## What to work on
Find the line containing "phrase -- overcast sky" in the material below; copy that line and all following lines exactly.

## Information supplied

-*-

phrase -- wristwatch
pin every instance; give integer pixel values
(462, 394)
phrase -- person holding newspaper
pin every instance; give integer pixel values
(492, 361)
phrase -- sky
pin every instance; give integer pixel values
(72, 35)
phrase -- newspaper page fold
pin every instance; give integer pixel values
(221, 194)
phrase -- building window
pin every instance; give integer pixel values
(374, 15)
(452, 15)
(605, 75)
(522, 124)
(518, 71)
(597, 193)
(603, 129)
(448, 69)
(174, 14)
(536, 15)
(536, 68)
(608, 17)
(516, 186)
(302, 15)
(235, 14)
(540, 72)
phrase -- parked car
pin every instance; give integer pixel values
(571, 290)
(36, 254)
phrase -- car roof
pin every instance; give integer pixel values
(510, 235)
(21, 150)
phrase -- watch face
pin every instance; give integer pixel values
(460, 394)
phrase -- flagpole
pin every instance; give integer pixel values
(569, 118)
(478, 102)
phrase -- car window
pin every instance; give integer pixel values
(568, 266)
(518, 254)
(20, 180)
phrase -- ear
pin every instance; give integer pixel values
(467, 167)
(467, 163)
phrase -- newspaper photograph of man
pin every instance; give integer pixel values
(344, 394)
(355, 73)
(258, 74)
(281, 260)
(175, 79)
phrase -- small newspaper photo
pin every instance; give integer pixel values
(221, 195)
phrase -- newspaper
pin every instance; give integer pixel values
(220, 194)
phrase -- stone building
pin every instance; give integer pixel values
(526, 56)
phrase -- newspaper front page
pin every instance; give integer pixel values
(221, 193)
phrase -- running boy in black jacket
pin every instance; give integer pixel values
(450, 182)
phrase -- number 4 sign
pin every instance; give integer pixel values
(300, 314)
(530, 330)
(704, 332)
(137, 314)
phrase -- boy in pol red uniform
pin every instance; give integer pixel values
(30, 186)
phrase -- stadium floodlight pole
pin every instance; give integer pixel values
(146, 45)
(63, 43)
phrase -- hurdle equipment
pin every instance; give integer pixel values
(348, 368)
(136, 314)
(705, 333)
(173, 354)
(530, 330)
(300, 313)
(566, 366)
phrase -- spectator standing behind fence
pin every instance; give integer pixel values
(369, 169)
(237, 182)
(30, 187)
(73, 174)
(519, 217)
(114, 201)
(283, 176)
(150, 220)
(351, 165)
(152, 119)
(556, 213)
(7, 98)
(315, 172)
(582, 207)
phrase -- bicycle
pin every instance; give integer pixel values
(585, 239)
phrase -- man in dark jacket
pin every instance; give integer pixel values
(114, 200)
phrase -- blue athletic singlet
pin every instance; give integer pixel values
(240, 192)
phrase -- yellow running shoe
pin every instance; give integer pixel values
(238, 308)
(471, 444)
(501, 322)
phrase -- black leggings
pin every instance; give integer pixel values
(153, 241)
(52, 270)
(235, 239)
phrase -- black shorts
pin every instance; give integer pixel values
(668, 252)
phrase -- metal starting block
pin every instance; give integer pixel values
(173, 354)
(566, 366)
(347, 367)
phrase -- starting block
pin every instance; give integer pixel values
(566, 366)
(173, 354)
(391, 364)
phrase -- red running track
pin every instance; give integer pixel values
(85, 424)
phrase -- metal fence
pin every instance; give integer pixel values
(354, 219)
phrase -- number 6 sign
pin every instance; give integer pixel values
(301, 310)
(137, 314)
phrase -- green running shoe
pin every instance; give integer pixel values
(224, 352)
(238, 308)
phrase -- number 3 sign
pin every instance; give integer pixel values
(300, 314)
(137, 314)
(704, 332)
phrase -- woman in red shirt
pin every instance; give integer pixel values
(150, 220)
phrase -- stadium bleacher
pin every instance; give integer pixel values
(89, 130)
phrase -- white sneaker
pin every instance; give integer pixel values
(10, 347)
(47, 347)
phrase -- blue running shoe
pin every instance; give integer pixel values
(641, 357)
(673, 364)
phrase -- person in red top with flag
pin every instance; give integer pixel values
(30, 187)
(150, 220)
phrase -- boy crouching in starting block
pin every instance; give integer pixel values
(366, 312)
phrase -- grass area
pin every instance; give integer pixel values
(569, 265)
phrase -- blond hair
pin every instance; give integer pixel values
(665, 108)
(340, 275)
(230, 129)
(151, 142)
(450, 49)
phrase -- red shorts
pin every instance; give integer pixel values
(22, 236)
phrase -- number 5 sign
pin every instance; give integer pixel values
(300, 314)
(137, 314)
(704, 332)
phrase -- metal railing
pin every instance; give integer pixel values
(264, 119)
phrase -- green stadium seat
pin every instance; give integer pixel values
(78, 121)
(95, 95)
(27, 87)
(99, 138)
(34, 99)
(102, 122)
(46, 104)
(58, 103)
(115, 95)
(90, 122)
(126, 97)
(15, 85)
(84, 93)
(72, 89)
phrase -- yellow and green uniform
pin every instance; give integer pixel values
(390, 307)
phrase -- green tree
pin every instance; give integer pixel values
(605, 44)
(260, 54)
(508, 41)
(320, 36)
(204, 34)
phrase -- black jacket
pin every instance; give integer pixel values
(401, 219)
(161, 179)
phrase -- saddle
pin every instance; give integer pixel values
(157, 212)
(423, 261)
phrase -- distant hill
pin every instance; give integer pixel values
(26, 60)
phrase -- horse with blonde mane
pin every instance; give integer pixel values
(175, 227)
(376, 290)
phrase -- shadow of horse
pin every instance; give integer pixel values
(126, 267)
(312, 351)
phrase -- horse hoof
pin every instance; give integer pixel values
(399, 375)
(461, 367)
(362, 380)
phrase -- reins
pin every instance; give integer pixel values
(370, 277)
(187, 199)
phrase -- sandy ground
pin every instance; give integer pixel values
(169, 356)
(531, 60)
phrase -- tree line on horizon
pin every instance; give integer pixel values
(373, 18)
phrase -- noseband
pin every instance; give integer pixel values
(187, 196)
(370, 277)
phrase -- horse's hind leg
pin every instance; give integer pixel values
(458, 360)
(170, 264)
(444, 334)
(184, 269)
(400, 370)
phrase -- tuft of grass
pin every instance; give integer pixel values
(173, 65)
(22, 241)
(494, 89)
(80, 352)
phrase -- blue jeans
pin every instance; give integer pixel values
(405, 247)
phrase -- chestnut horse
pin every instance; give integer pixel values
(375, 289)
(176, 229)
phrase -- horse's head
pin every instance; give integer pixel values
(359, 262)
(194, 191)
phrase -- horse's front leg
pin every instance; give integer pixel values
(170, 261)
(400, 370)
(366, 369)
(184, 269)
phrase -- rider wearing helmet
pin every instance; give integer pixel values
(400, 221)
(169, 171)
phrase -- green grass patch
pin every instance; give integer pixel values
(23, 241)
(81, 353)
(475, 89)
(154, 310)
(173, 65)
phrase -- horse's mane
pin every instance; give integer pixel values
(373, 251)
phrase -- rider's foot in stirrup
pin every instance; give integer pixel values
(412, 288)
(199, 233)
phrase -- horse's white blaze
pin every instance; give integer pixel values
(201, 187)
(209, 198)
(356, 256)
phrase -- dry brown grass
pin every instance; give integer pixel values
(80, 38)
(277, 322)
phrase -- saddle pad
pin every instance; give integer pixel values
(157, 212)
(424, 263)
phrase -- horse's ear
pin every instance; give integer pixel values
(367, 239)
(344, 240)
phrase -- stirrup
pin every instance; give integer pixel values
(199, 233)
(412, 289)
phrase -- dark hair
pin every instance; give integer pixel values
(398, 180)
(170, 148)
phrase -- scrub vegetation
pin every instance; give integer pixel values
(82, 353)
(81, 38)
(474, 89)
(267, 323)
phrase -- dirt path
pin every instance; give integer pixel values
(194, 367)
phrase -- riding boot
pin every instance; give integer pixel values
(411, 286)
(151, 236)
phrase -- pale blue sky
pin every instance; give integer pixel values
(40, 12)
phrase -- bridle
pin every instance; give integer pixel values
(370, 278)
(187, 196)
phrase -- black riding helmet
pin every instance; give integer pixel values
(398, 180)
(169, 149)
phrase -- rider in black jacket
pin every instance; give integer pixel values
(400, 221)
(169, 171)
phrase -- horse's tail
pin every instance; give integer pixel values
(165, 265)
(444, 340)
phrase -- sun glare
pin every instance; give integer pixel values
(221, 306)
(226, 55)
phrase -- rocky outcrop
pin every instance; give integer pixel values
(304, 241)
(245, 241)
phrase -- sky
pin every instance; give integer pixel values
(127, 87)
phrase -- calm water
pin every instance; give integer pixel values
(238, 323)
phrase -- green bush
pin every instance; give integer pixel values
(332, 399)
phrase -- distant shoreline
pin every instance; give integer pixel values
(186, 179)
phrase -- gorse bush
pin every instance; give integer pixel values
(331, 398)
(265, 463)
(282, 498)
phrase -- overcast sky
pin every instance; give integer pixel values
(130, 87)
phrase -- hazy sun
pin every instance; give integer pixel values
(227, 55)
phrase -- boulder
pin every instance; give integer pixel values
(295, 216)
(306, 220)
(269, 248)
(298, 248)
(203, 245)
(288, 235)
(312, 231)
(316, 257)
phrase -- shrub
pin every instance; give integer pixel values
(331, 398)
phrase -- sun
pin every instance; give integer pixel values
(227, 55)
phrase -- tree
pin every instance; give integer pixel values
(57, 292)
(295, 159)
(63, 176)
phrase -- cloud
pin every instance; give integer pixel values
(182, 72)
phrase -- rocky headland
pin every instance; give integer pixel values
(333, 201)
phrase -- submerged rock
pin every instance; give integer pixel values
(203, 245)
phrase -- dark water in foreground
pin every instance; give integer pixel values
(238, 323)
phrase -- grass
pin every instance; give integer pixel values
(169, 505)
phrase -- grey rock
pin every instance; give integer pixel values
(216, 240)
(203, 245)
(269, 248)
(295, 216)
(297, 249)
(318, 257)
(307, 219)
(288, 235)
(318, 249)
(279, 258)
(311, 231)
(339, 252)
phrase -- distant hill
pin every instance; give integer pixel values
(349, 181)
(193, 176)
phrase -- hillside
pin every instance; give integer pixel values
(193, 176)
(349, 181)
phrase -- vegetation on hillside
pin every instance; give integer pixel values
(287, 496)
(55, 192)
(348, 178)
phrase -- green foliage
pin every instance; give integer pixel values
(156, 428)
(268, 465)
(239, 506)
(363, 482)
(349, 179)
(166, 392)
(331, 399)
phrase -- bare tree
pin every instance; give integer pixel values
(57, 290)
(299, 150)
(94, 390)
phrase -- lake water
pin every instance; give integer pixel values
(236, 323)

-*-

## Solution to the exercise
phrase -- overcast sky
pin every instance; give integer pixel values
(130, 87)
phrase -- hazy sun
pin every instance; give integer pixel values
(227, 55)
phrase -- boulder
pin every instance; give integer pixel values
(295, 216)
(306, 220)
(269, 248)
(298, 248)
(203, 245)
(288, 235)
(312, 231)
(316, 257)
phrase -- shrub
pin every instance; give integer pixel values
(331, 398)
phrase -- sun
pin every instance; give integer pixel values
(227, 55)
phrase -- tree
pin every instance; give integer pixel values
(57, 292)
(295, 159)
(63, 176)
phrase -- cloud
pin every instance; give integer pixel values
(182, 72)
phrase -- rocky headland
pin every instance; give integer pixel values
(333, 201)
phrase -- submerged rock
pin every instance; give integer pixel values
(203, 245)
phrase -- dark water in foreground
pin every instance; give integer pixel values
(238, 323)
phrase -- grass
pin every instance; give integer pixel values
(169, 505)
phrase -- grey rock
pin every instance; give integer pixel values
(216, 240)
(203, 245)
(269, 248)
(295, 216)
(297, 249)
(318, 257)
(307, 219)
(288, 235)
(318, 249)
(279, 258)
(311, 231)
(339, 252)
phrase -- distant hill
pin every instance; give integer pixel values
(349, 181)
(193, 176)
phrase -- hillside
pin every instance; give integer pixel values
(193, 176)
(349, 181)
phrase -- vegetation on hillside
pin every instance; give integer pixel values
(287, 496)
(55, 192)
(348, 178)
phrase -- green foliage
pin every instance; give integer pixel values
(156, 428)
(268, 465)
(239, 506)
(363, 482)
(349, 179)
(166, 392)
(331, 399)
phrase -- bare tree
pin every instance; give integer pixel values
(57, 290)
(299, 150)
(94, 390)
phrase -- lake water
pin every instance; give integer pixel values
(236, 323)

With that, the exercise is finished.